## begin ENTRIES
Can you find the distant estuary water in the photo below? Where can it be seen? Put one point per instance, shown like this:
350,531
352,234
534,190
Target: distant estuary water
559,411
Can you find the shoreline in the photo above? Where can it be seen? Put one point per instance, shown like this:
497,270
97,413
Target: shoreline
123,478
## end ENTRIES
## begin ENTRIES
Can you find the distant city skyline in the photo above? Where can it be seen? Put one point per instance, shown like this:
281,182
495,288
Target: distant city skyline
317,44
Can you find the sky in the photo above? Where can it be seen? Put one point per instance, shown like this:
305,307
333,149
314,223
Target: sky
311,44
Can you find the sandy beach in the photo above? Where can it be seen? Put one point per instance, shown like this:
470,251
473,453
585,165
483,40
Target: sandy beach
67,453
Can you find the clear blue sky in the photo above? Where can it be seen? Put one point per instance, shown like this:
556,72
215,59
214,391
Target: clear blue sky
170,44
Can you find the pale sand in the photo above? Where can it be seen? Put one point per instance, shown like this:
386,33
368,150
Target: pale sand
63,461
## end ENTRIES
## begin ENTRIES
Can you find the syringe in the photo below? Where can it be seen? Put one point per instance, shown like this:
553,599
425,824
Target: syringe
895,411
## end ENTRIES
■ **PROBLEM DETAILS**: Locate each line in the rows above that contains the string "Target", and copy those lines out in order.

■ **EXERCISE OUTPUT**:
Target: distant estuary water
Target: shoreline
Target: distant city skyline
Target: sky
Target: sandy beach
Target: clear blue sky
Target: pale sand
Target: syringe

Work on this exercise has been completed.